### What to produce
Each record should be given again exactly, and any picture in it left out.
■ ■ ■ ■ ■
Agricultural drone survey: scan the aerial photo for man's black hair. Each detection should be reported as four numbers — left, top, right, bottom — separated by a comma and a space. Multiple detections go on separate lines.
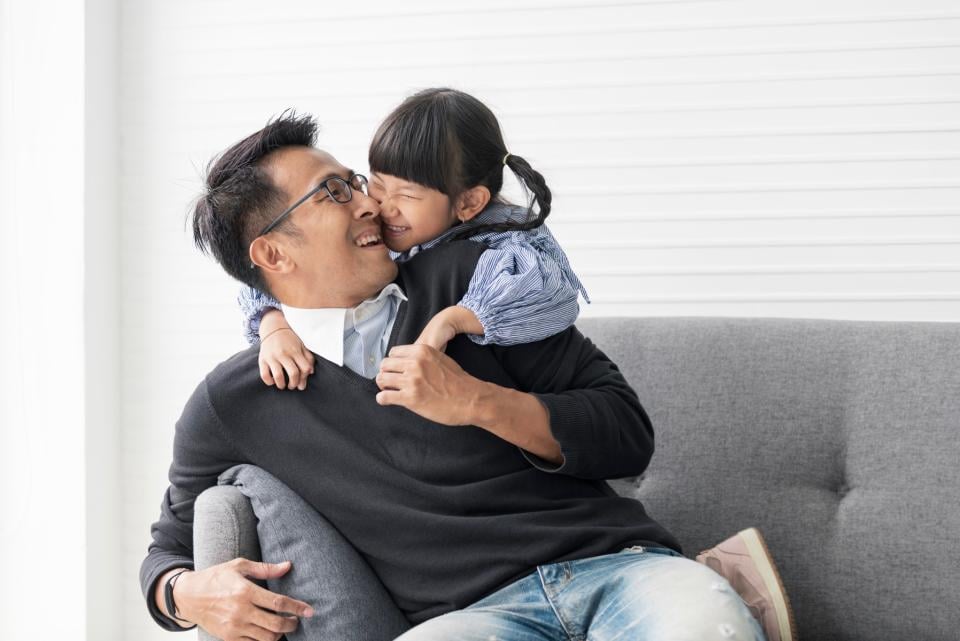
191, 110, 318, 295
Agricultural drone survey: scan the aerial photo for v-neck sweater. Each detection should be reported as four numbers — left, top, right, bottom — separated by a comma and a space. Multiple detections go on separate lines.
140, 240, 681, 630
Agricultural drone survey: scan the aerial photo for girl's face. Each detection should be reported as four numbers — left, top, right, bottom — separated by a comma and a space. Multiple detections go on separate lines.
369, 172, 458, 252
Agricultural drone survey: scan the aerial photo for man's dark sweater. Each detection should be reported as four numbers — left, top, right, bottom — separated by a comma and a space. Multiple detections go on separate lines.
140, 240, 682, 630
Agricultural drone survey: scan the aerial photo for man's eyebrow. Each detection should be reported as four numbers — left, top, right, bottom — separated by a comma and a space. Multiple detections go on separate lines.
318, 170, 347, 184
308, 169, 352, 191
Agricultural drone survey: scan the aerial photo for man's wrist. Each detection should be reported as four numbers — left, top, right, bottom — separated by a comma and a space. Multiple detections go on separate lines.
■ ■ ■ ■ ■
### Your response
Agricultural drone survey: scan the aerial photo for man's black hair. Each detection should be reported as four numbers — left, top, right, bottom — separated by a comma and a space. Multiple detections go on separate lines.
191, 110, 318, 295
Agricultural drone survey: scan the aerial photo for v-neck sweater. Each detection should be reported as four numbers — left, top, right, bottom — separated by a comma and a space. Multiple detections go on separate lines.
140, 240, 681, 630
Agricultural drone survey: scan the aerial photo for girl's face. Each detection should be reported as four numbers — left, top, right, bottom — separated by a comma and a space. Multiple detections go on separate lines.
369, 172, 458, 252
Agricultural drone survey: scan the aerial photo for man's dark sweater. Each detection should be reported as four numbers — left, top, right, bottom — separated by a comma and a space. Multiple detections go on separate lines.
140, 240, 682, 630
Agricultural drone survey: scan the aerial photo for man's eyebrow. Each detection should be reported as four numbers — left, top, right, bottom — separated by a comma and a space. Multiple detections go on separate lines.
318, 170, 347, 184
308, 169, 352, 191
Agricultural drone survey: scan the aerial photo for man's wrist. Each detection should be reported as four numbers — left, top, right, bottom — separated by a comma and a space. Multiple detections go on separate lines.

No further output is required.